*EXERCISE AIM:*
Every line of the entries below from the one containing "Query: small round light in lawn" to the one containing "Query: arched doorway", both ends included, must be written out exactly. No other line belongs in the answer.

*DATA TO PROCESS:*
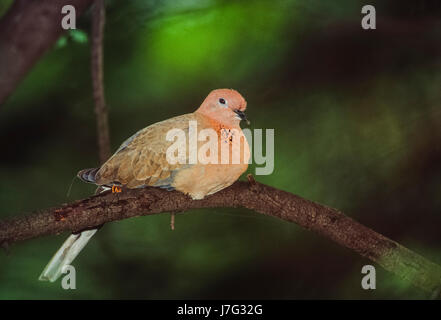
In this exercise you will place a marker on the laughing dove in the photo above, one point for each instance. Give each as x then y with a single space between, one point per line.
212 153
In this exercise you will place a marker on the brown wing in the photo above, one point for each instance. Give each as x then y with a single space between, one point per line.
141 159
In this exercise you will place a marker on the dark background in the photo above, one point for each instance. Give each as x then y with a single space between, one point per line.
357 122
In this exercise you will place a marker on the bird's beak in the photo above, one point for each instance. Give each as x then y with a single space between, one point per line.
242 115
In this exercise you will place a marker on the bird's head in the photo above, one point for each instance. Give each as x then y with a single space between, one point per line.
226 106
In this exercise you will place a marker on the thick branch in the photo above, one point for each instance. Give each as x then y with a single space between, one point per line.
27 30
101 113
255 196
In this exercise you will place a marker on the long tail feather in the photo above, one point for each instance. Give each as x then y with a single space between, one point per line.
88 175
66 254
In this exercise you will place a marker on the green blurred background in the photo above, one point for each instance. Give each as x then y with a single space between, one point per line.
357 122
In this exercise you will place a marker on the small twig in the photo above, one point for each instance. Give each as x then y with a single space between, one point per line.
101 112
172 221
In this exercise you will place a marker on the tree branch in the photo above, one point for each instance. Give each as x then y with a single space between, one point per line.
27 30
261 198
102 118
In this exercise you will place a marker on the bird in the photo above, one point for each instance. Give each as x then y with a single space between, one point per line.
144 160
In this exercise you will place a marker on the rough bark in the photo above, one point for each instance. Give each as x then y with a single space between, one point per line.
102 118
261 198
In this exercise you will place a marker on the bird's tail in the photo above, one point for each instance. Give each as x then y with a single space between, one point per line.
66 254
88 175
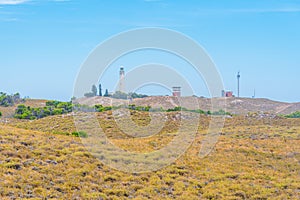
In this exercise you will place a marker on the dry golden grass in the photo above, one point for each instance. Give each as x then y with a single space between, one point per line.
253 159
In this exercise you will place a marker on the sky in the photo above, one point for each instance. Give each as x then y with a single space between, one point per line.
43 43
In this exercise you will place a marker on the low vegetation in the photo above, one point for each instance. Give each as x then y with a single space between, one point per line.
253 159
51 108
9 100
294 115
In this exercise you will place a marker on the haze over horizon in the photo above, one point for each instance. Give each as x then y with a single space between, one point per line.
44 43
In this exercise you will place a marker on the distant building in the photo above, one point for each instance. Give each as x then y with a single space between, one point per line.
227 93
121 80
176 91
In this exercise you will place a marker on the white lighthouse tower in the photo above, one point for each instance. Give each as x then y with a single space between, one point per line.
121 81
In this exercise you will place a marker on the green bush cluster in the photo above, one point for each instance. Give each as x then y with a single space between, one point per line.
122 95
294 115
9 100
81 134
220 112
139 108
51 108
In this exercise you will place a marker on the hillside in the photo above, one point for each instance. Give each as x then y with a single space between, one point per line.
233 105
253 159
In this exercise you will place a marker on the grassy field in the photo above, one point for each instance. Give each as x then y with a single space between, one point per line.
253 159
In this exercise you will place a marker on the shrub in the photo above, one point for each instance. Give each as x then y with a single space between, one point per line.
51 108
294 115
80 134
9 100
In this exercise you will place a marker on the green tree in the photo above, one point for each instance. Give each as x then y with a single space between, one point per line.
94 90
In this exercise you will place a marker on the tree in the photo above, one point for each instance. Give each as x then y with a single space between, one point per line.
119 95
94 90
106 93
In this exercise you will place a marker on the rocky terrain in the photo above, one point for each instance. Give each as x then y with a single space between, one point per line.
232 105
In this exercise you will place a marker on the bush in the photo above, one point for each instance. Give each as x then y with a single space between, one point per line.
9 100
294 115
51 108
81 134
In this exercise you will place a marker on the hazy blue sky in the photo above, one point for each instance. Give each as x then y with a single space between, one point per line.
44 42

...

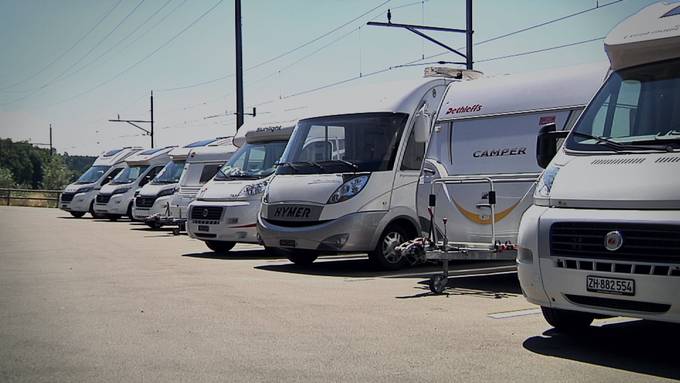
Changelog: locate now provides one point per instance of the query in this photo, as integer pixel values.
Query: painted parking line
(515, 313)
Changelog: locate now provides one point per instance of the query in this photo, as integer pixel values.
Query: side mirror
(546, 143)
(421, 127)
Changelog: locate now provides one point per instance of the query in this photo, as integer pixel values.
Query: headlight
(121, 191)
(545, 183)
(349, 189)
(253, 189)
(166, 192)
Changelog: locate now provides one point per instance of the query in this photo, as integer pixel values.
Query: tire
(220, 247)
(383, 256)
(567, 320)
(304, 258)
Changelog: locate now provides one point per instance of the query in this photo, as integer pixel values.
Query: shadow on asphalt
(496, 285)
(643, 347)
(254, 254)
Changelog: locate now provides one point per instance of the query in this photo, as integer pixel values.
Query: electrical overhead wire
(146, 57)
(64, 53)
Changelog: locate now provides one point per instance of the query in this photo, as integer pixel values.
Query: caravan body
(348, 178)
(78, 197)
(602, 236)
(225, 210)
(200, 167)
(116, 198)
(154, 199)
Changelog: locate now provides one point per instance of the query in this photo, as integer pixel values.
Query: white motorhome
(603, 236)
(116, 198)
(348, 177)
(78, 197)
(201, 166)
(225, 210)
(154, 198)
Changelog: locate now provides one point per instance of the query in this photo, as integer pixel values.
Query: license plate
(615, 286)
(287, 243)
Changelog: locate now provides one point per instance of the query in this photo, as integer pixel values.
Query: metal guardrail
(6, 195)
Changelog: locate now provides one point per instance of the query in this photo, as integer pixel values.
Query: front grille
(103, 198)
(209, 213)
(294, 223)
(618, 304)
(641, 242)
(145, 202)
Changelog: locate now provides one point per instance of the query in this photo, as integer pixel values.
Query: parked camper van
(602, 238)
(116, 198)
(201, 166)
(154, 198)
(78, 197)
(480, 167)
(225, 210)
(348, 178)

==

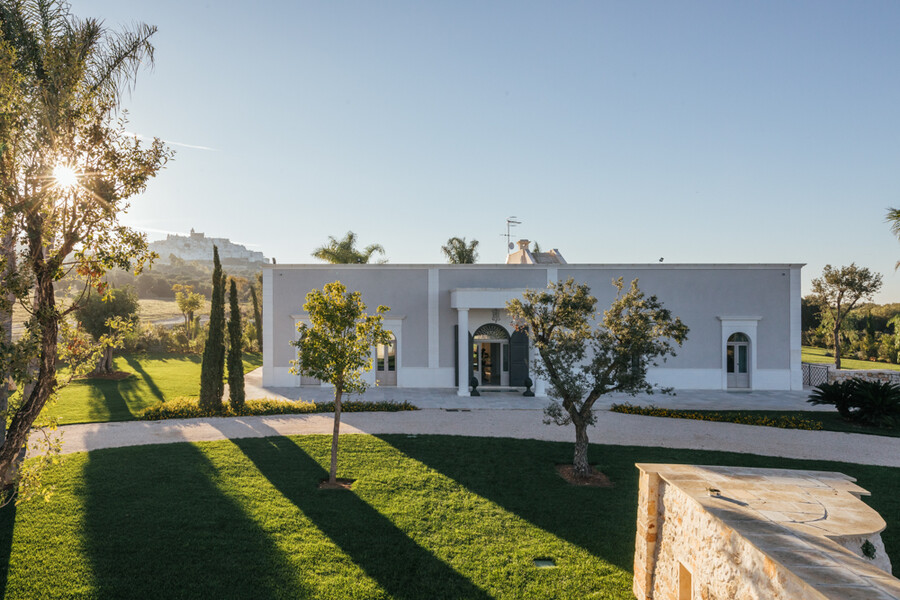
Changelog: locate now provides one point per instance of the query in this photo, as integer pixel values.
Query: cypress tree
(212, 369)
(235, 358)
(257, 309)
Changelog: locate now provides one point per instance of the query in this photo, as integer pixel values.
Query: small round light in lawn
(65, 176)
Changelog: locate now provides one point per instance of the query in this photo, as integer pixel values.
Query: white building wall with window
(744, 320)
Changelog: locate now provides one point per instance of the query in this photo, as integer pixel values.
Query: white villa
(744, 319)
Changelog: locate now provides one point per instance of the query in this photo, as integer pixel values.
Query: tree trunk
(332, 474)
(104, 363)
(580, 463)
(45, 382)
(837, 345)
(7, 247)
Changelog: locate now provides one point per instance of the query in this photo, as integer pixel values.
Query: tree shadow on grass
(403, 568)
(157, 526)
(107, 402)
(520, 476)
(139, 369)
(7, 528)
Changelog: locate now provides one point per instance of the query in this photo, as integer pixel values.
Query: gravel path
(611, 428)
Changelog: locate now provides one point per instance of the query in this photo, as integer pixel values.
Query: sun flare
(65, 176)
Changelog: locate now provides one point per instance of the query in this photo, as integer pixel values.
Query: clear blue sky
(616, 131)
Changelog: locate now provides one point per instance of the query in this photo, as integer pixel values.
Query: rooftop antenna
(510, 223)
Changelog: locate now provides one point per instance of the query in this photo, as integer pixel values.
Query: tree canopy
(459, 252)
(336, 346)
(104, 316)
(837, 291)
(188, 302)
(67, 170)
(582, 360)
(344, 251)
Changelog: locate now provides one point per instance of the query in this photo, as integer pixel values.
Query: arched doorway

*THE ANSWER:*
Query: small round light in lawn
(65, 176)
Changelog: locate now provides one point per instance of the query in this photo, as integer pixel values.
Query: white building wall with window
(744, 320)
Changelog: locate now provides one point per instance of the query in this photo, as integer pixel values.
Query: white villa
(744, 319)
Changelog: locate now provides one point per instance of the query in this photo, as integer pixel values.
Query: tree trunk
(332, 474)
(104, 363)
(580, 463)
(45, 382)
(837, 345)
(7, 247)
Changelog: locate now provides one point per instance of the query in this photo, as integer pixel values.
Query: tree shadow on grass
(403, 568)
(157, 526)
(107, 402)
(520, 476)
(139, 369)
(7, 528)
Changelog: locate now provides one point per instance of the query in this photo, as integer pixel values.
Query: gravel path
(611, 428)
Changelog: locate now provides one point per instance of the query in this photo, as integer pixel values.
Query: sun flare
(65, 176)
Changelog: locate now provides one point per instance of the query in this photo, as integer pixel values.
Query: clear blue sky
(616, 131)
Changelog: locate now provides one point per instance of the query in this photo, as integer pixel values.
Query: rooftop antenna
(510, 223)
Changelog: locate now provides one point per instance of the query in this photo, as integer pixel values.
Query: tree canopy
(459, 252)
(336, 346)
(104, 316)
(837, 291)
(188, 302)
(67, 170)
(582, 360)
(344, 251)
Changelog: locate now provides one point per instance of the query in this photo, as integer pixel values.
Query: arched doorway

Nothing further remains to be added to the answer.